▶ [Brief] Pull out each line of the records that contains the word "give" and copy those lines.

▶ [Source records]
-- Begin --

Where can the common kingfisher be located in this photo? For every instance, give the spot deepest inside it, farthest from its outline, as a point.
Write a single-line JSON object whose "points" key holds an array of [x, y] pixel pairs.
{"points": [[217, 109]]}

-- End --
-- Begin --

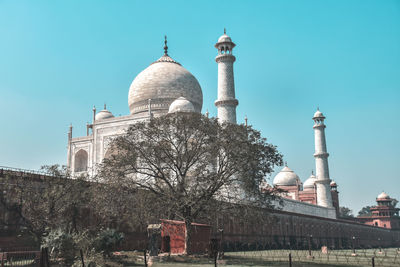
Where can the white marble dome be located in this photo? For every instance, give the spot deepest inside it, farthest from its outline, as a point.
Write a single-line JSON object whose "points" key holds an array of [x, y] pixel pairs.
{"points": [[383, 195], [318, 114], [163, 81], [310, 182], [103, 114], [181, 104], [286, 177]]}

-- End --

▶ [Task response]
Where can the common kingfisher be located in this photo? For every instance, give the spot deepest inside it, farthest from its outline, as a point.
Where can the white marble dome be located in this photo? For every instance, give the spot deepest inside it, farthest from its outline, as a point.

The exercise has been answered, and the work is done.